## DATA EXCERPTS:
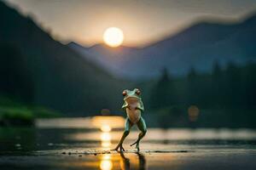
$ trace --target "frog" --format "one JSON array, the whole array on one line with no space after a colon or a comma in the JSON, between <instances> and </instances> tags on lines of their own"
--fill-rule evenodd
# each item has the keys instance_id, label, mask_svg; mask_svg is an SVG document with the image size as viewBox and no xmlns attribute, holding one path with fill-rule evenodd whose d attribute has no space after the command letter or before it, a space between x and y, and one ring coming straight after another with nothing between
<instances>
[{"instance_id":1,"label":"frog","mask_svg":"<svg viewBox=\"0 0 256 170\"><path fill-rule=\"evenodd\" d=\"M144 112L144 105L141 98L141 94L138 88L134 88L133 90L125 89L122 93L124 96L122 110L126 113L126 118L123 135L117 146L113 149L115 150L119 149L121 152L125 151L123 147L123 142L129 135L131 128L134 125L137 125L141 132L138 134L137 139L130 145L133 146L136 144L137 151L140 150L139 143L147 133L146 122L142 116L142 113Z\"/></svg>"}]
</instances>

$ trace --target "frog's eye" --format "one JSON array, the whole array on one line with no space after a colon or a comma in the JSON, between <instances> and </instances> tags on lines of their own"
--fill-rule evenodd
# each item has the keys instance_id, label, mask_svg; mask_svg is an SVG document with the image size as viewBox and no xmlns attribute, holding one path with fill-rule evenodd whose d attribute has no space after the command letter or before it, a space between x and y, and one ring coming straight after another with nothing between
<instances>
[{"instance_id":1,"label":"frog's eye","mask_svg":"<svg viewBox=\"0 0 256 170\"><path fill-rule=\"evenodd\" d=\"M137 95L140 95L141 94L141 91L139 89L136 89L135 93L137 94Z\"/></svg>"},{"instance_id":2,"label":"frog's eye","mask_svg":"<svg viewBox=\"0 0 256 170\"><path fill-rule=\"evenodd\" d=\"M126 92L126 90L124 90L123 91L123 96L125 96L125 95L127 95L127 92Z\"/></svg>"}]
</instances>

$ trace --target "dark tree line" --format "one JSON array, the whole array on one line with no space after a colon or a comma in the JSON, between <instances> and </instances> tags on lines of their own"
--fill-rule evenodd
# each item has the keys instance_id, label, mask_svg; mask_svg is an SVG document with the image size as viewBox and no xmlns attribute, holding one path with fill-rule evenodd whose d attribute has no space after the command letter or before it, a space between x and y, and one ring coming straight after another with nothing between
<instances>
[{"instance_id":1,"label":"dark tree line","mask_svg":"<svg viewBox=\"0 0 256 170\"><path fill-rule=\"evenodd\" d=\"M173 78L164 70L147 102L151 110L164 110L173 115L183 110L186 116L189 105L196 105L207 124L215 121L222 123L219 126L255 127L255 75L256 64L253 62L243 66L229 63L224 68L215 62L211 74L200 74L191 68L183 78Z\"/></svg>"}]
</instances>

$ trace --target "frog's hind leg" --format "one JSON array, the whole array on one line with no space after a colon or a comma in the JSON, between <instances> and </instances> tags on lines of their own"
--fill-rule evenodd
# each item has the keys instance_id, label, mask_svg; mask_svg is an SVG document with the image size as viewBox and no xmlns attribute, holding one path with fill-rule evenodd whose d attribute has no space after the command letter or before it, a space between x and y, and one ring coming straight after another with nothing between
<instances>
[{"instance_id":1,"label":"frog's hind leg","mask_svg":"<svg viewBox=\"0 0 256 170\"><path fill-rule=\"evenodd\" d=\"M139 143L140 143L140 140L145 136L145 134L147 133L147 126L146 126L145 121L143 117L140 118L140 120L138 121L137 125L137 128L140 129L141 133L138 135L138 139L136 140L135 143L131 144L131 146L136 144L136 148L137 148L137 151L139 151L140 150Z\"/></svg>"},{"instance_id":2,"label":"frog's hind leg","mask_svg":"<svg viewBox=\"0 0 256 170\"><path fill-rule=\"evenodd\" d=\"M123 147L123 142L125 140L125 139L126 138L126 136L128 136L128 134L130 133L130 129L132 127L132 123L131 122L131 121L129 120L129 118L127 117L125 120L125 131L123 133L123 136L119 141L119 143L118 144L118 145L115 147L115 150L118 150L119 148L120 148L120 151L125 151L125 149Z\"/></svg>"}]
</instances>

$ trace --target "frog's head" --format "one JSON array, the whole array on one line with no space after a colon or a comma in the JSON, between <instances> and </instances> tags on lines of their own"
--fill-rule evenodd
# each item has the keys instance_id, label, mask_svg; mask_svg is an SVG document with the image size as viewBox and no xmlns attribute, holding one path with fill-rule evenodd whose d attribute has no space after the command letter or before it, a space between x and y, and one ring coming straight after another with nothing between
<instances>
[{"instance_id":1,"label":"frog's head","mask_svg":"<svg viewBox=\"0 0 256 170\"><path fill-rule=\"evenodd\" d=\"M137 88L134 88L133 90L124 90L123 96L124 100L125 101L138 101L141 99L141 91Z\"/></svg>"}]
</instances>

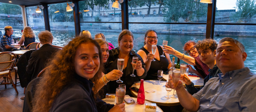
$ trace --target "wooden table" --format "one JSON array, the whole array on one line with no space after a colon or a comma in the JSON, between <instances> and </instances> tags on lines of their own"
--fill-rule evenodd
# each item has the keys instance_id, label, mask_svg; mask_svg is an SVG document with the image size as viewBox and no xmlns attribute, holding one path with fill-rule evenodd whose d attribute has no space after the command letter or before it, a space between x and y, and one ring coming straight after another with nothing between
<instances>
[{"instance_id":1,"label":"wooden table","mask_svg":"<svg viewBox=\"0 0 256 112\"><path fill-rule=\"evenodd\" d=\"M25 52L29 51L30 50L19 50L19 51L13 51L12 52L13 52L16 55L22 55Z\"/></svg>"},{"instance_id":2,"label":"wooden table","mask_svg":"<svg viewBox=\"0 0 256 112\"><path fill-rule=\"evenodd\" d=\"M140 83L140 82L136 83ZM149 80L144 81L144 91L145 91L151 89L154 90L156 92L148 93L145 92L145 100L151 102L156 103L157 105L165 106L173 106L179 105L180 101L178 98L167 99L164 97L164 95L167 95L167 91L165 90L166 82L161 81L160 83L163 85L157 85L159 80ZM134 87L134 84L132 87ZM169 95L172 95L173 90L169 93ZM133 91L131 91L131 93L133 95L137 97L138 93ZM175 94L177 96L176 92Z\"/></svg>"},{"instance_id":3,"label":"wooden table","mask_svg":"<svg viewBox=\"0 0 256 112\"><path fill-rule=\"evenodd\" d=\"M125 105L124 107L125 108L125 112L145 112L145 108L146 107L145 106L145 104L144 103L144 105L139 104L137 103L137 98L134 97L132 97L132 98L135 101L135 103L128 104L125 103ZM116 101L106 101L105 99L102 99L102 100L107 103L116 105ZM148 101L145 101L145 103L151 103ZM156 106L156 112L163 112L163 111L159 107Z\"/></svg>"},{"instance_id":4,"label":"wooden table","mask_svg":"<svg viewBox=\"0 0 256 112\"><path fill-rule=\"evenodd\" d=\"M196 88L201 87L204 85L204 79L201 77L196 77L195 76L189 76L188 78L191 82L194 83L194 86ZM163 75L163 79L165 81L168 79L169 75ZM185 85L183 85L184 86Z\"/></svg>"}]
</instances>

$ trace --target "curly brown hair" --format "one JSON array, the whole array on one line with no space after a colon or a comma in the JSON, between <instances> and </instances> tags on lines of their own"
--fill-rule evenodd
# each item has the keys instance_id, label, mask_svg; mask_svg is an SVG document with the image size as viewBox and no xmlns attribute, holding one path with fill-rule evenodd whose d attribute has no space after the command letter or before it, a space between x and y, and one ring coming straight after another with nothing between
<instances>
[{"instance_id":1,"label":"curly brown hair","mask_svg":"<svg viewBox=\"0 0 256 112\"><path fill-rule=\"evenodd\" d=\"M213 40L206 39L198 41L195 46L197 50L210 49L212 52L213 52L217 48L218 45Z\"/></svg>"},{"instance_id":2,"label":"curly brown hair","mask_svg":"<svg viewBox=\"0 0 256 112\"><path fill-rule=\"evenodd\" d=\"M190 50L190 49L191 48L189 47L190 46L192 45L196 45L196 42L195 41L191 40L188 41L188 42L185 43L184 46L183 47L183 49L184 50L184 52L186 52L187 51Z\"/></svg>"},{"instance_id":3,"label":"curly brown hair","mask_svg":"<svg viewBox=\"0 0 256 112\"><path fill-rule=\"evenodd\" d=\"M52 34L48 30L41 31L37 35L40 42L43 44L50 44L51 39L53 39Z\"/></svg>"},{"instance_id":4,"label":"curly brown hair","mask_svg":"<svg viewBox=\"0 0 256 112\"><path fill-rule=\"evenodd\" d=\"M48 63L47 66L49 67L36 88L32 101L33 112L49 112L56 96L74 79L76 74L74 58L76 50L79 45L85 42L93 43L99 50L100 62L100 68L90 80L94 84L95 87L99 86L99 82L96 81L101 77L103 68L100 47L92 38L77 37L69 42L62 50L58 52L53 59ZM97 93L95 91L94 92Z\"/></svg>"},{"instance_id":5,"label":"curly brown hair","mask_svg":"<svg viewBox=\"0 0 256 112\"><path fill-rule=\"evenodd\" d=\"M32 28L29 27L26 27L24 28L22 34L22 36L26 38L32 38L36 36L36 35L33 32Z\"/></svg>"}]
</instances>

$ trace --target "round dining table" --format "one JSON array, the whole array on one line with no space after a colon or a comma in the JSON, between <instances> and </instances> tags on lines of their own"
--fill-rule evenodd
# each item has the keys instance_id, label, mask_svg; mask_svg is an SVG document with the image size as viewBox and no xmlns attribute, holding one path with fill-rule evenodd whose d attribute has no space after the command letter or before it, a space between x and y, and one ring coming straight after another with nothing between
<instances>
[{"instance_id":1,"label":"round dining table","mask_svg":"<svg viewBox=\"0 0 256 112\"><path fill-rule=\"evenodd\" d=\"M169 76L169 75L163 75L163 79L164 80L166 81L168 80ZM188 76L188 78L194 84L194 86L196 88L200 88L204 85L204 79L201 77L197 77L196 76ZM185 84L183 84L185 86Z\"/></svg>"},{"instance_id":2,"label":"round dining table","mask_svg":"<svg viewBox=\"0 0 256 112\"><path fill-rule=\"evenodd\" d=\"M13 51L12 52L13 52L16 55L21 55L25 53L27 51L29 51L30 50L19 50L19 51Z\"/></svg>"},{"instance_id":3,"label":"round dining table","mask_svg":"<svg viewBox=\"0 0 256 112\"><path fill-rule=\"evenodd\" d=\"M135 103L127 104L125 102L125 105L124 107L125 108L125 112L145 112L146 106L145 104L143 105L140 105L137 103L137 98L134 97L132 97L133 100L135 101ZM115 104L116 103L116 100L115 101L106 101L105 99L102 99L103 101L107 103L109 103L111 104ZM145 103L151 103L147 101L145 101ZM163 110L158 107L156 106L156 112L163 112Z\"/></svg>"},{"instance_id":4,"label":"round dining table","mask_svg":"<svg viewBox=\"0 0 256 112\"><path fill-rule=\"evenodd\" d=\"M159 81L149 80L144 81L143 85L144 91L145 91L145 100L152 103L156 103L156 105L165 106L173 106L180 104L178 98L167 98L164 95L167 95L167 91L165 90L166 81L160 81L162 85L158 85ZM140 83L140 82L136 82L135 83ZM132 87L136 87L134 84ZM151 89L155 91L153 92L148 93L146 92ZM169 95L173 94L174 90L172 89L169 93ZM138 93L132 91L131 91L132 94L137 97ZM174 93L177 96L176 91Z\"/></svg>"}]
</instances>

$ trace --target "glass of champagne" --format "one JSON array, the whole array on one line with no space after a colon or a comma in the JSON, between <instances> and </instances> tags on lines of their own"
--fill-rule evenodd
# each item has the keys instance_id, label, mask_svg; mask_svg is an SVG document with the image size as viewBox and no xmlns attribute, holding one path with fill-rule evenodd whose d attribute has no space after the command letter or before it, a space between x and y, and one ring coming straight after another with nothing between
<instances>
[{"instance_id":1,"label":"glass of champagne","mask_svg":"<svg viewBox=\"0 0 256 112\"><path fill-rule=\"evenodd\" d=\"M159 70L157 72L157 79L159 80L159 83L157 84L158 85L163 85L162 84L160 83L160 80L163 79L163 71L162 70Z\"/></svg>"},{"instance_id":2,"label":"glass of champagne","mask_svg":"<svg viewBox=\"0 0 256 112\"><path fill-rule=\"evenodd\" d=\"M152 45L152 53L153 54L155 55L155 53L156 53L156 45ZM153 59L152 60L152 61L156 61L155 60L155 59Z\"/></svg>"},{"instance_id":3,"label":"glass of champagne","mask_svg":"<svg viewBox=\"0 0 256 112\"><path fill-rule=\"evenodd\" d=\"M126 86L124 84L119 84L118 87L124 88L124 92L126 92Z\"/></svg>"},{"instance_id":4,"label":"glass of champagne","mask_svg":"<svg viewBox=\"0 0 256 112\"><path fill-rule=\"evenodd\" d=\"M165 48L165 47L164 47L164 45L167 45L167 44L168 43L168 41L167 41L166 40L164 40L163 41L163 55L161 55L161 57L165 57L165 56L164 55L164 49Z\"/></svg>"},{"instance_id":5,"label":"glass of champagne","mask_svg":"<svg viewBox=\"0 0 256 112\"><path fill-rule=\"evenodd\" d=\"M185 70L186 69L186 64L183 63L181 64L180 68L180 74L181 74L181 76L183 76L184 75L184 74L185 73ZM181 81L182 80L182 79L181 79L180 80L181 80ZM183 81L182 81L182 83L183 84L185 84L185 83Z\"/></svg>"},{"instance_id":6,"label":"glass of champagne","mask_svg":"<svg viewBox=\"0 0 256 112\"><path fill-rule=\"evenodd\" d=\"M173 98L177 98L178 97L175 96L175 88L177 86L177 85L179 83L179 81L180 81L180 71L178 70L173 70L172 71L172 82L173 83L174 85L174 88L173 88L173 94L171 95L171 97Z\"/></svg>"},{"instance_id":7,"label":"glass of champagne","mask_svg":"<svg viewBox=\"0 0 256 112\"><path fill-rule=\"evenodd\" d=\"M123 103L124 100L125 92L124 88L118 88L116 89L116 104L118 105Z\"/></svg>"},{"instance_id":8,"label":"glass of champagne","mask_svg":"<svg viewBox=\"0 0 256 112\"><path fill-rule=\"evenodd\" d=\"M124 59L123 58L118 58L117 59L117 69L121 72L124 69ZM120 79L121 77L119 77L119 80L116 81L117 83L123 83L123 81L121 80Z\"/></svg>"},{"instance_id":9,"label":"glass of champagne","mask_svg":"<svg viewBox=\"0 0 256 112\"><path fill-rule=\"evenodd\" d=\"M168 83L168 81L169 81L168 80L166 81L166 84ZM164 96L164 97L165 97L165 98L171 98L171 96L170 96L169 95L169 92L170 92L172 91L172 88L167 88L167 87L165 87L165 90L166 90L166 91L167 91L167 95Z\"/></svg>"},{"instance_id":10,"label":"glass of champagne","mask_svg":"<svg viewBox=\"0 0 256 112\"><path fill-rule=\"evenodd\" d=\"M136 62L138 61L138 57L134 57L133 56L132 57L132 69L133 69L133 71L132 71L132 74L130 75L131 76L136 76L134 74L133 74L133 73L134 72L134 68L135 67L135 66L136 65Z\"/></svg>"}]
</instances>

## EXERCISE DETAILS:
How many lines of the items above contain the string "tree"? Case counts. Give only the number.

## TASK OUTPUT:
2